### Written request 1
In the passage on curvature and torsion, what does torsion signify?

### Passage
···

In a plane curve, the curvature suffices to describe how a curve changes along its length. In three dimensions, only the curvature is not sufficient to describe how a curve is changing along its length, and another coefficient called torsion is required to give an understanding of how the curve "twists" in a particular direction. In the Frenet frame moving smoothly along a curve, the derivative of the $\overrightarrow{N}$ gives a particular combination of $\overrightarrow{B}$ and $\overrightarrow{T}$, which will be discussed below. The combination involves the curvature and the torsion. The torsion signifies how much the Frenet frame is twisting around $\overrightarrow{T}$, i.e., how much $\overrightarrow{B}$ and $\overrightarrow{N}$ rotate into each other. The curvature signifies how much $\overrightarrow{T}$ is rotating back into $\overrightarrow{N}$.

A relatable example would be of a spiral parking lot. A vehicle going upward in the parking lot would have its normal vector pointing towards the centre of the spiral (the centripetal force), while the tangent vector would denote the velocity of the vehicle, and the binormal vector would denote the upward force exerted by the surface of the spiral, on which the vehicle is moving.

Bird's Eye View

What do the tangent line and velocity have in common? Notice how they are both parallel to $r\prime (t)$ and $T(t)$; and are also both orthogonal to $N(t)$ and $B(t)$. Through the course of these notes, we explore whether this implication is actually an inference.

A well-known intuitive reference frame, called the Frenet frame, consists of a unit length tangent, $\overrightarrow{T}$, to the central axis, a principal normal, $\overrightarrow{N}$, and a binormal, $\overrightarrow{B}$.

Since we know that the tangent and normal vectors to a curve at a given point are unique, the TNB frame thus formed at a point is unique.

···

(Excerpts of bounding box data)
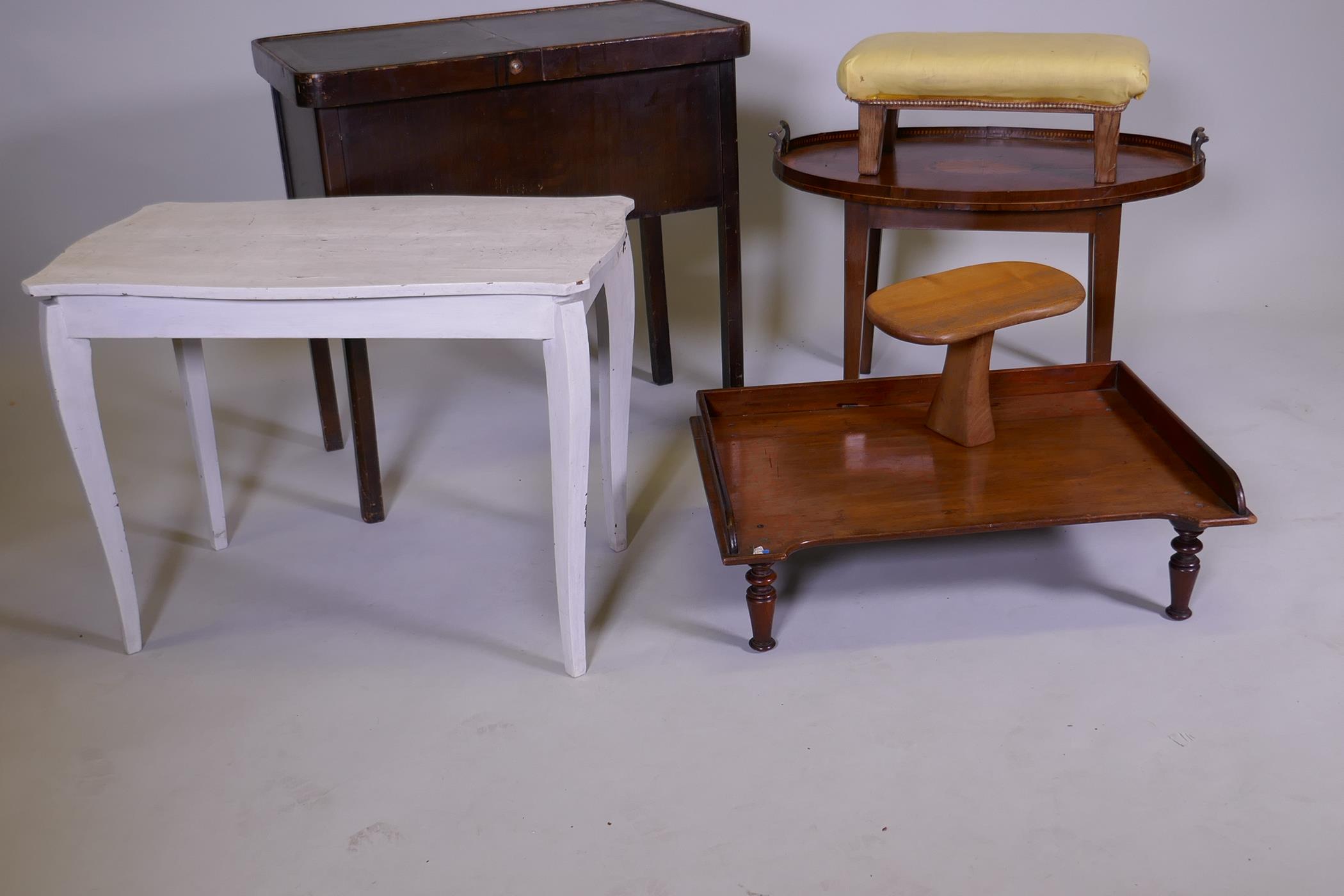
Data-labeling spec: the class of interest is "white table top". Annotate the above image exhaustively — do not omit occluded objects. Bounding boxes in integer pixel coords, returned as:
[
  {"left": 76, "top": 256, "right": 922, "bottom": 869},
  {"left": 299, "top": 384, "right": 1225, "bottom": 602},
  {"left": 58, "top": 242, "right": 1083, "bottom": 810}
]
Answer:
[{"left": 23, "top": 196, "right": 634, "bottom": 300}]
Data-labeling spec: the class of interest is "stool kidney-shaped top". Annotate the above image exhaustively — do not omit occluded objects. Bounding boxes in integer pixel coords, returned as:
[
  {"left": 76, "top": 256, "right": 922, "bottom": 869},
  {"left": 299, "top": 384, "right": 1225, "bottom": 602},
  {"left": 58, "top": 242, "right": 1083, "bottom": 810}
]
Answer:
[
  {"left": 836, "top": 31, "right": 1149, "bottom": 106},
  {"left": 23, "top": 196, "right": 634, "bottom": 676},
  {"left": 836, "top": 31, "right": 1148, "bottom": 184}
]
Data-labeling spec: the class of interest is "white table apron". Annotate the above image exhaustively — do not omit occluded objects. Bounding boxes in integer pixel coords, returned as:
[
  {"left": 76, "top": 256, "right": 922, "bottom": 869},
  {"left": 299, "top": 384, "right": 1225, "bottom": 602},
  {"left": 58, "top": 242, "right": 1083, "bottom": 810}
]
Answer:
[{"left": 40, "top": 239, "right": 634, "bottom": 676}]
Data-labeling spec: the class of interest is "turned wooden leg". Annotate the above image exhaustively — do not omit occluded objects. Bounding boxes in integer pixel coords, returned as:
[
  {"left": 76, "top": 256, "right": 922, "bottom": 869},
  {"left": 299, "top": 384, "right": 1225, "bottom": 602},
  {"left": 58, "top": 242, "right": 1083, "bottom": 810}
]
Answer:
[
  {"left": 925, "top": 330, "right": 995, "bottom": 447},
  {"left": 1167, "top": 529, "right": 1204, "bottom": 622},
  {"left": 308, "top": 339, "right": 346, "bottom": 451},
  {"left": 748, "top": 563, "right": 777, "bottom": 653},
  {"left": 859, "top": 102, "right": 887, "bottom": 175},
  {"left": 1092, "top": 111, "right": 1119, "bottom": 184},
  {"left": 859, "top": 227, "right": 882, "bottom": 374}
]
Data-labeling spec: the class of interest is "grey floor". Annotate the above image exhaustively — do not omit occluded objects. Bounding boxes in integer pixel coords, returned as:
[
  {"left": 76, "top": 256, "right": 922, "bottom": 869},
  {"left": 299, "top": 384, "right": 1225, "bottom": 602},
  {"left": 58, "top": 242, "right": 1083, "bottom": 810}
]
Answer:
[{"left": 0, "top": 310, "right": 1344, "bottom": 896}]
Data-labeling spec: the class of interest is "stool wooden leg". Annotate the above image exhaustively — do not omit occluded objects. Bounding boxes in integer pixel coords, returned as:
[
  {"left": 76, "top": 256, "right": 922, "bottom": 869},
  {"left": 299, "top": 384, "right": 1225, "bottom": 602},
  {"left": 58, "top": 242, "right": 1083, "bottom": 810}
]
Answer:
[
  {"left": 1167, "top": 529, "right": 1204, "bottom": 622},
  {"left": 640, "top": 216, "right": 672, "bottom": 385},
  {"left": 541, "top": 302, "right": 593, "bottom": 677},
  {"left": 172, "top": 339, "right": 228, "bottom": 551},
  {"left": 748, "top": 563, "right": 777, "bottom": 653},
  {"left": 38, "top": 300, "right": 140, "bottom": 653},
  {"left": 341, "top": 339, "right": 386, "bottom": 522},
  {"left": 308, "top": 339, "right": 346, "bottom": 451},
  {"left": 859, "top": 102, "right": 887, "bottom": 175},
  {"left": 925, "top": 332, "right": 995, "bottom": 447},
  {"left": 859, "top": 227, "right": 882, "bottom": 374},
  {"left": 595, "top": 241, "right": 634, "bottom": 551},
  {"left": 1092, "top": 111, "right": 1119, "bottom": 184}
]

···

### Written request 2
Filter the entries above, keeping every line that contains the string "objects". Case counts.

### Complete response 1
Torsion signifies how much the Frenet frame twists around the tangent vector, meaning how much the binormal and normal vectors rotate into each other.

### Complete response 2
Data-labeling spec: the class of interest is "white table top". Annotate the above image exhaustively — do not omit occluded objects. Bounding boxes in integer pixel coords, returned as:
Data-labeling spec: the class of interest is "stool kidney-shaped top". Annotate the above image exhaustively — do not omit occluded objects. Bounding boxes in integer pixel coords, returned as:
Data-labeling spec: the class of interest is "white table apron". Annotate the above image exhaustively — do not omit occluded objects. Bounding boxes in integer pixel coords, returned as:
Data-labeling spec: the class of interest is "turned wooden leg". Annotate the above image exhaustively — do not omit occluded objects. Bounding boxes in integer pixel coords, returned as:
Data-labeling spec: the class of interest is "grey floor". Annotate the above image exhaustively — do not omit occluded objects. Bounding boxes in integer pixel coords, returned as:
Data-labeling spec: the class of interest is "stool wooden leg". Annotate the above image exhaustively — do not omit occluded objects. Bounding boxes in integer pixel coords, returned as:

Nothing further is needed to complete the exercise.